- _Work task 1_
Copy from the passage on the territory's revenue the part that opens with the words containing "The premier also" and closes with "than originally anticipated.".
- _Work task 2_
Does each statement agree with the passage on the territory's revenue? Answer yes or no for each and quote the deciding words. (a) Financial services revenue was higher in 2020 than in 2019. (b) The Social Security Board provided a $40 million grant for economic stimulus measures. (c) Mr. Fahie gave further detail about the other money-making measures.

- _Passage shown_
The premier also noted that the Social Security Board provided a $40 million grant for economic stimulus measures last year, $10 million of which was used within the SSB to pay unemployment benefits and $7.5 million of which went to unpaid bills at National Health Insurance.
The opposition leader also asked how big a role financial services played in the territory’s revenue and expenditures over the past three years.
The premier responded that even though revenue from the sector declined steadily from 2018 to 2020 it continued to surpass revised projected estimates during those years despite hurricanes Irma and Maria and the pandemic.
He said financial services revenue came to $230,055,983 in 2018; $205,005,407 in 2019; and $189,750,349 in 2020. He noted that even the 2020 figure was higher than the projection revised after the pandemic arrived, but lower than originally anticipated.
Outside of financial services income, the government’s other revenue was $157,843,551 for 2018; $158,911,014 for 2019; and $170,431,519 for 2020, the premier said.
Mr. Penn asked how non-financial-services revenue could have increased last year, and Mr. Fahie responded that government implemented other money-making measures, but he did not go into further detail.
“We continue to push some significant initiatives, whether it be through construction, through different areas,” he said.
But Mr. Penn was sceptical. Considering that the territory shut its borders to tourists from March through December and many businesses closed for long periods, Mr. Penn said he found it “virtually impossible” that revenue outside of financial services actually increased significantly in 2020.
Mr. Fahie responded, “If you look at in isolation like that, yes, but without going into details — so that those can be furnished at another time — we did have some unexpected sales in natural resources and labour that came up with some stamp duty.
“We then had some other things that came down to the end of the year 2020 that increased the revenue. … But at the end of the day, when you add the revenue together with the financial services, revenue still was down.”

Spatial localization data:
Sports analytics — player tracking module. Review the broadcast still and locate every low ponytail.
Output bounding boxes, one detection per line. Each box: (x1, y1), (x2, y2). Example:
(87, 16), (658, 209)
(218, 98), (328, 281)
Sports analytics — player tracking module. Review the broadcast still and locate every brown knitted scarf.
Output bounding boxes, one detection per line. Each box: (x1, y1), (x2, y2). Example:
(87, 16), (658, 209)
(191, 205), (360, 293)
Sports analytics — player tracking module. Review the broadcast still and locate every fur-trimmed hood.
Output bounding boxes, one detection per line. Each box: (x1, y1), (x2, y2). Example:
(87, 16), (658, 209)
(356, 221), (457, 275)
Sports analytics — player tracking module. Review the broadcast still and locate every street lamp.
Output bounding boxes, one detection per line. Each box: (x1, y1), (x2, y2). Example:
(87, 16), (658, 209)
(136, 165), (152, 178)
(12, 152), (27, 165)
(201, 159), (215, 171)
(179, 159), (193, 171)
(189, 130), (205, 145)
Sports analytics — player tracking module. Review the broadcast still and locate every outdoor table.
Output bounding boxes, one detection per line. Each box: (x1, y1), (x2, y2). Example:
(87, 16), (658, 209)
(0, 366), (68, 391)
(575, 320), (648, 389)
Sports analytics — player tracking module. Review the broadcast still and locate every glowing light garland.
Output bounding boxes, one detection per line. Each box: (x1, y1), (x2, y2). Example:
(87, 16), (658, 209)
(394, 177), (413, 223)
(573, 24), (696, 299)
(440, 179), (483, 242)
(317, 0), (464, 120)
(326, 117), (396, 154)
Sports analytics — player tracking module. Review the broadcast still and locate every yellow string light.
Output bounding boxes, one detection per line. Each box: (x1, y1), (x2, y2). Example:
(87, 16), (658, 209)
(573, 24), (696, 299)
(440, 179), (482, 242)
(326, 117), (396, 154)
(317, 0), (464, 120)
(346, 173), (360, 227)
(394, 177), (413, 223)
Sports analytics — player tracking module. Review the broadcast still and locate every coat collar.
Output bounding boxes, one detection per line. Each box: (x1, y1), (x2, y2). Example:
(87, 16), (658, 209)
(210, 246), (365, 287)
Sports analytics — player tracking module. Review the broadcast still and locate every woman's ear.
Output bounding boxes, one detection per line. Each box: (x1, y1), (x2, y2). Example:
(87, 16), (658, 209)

- _Exercise output 1_
The premier also noted that the Social Security Board provided a $40 million grant for economic stimulus measures last year, $10 million of which was used within the SSB to pay unemployment benefits and $7.5 million of which went to unpaid bills at National Health Insurance.
The opposition leader also asked how big a role financial services played in the territory’s revenue and expenditures over the past three years.
The premier responded that even though revenue from the sector declined steadily from 2018 to 2020 it continued to surpass revised projected estimates during those years despite hurricanes Irma and Maria and the pandemic.
He said financial services revenue came to $230,055,983 in 2018; $205,005,407 in 2019; and $189,750,349 in 2020. He noted that even the 2020 figure was higher than the projection revised after the pandemic arrived, but lower than originally anticipated.

- _Exercise output 2_
(a) No: "$205,005,407 in 2019; and $189,750,349 in 2020"
(b) Yes: "the Social Security Board provided a $40 million grant for economic stimulus measures last year"
(c) No: "but he did not go into further detail"